SHORT TASK »
Copy out, word for word, the stretch from the line containing "Expected behaviour: for every instance of the clear" through the last of the lines.

INPUT FOR THIS TASK »
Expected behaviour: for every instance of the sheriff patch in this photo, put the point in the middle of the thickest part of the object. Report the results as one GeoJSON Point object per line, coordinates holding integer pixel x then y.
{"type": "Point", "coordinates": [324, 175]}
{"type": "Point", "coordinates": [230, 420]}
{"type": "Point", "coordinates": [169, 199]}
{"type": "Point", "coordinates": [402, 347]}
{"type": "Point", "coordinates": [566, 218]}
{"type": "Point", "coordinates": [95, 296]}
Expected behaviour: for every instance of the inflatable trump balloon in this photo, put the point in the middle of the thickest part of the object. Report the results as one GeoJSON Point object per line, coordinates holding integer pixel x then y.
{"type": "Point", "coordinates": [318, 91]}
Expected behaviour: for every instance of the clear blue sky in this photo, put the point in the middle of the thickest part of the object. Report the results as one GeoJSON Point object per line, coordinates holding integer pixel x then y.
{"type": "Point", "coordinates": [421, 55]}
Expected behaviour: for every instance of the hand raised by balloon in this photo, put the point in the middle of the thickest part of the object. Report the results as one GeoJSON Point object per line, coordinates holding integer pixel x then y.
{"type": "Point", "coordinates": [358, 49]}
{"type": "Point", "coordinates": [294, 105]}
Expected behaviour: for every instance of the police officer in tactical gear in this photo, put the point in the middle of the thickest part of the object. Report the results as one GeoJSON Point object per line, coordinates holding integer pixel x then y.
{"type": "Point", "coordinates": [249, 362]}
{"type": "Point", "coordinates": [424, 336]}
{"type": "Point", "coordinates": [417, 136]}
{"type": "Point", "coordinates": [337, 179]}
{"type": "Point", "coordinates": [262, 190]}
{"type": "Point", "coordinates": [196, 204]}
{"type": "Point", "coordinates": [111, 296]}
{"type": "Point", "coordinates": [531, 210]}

THE OUTPUT »
Expected behaviour: for every instance of the clear blue sky in this photo, put the point in the middle of the thickest part of the object. Report the results as one GeoJSON Point object per line, coordinates holding integer pixel x then y.
{"type": "Point", "coordinates": [421, 55]}
Expected behaviour: for every instance of the hand raised by balloon in this photo, put the point in the middle of the thickest part of the object. Report the results as one GeoJSON Point object per line, coordinates holding integer pixel x then y.
{"type": "Point", "coordinates": [358, 49]}
{"type": "Point", "coordinates": [294, 105]}
Expected behaviour: for every instance of the police officer in tactical gear in this photo, put the point in the middle of the thickest part of the object. Report the results as one GeoJSON Point object per line, coordinates holding integer pixel x then y.
{"type": "Point", "coordinates": [249, 362]}
{"type": "Point", "coordinates": [424, 336]}
{"type": "Point", "coordinates": [417, 136]}
{"type": "Point", "coordinates": [337, 179]}
{"type": "Point", "coordinates": [262, 190]}
{"type": "Point", "coordinates": [196, 204]}
{"type": "Point", "coordinates": [111, 296]}
{"type": "Point", "coordinates": [531, 210]}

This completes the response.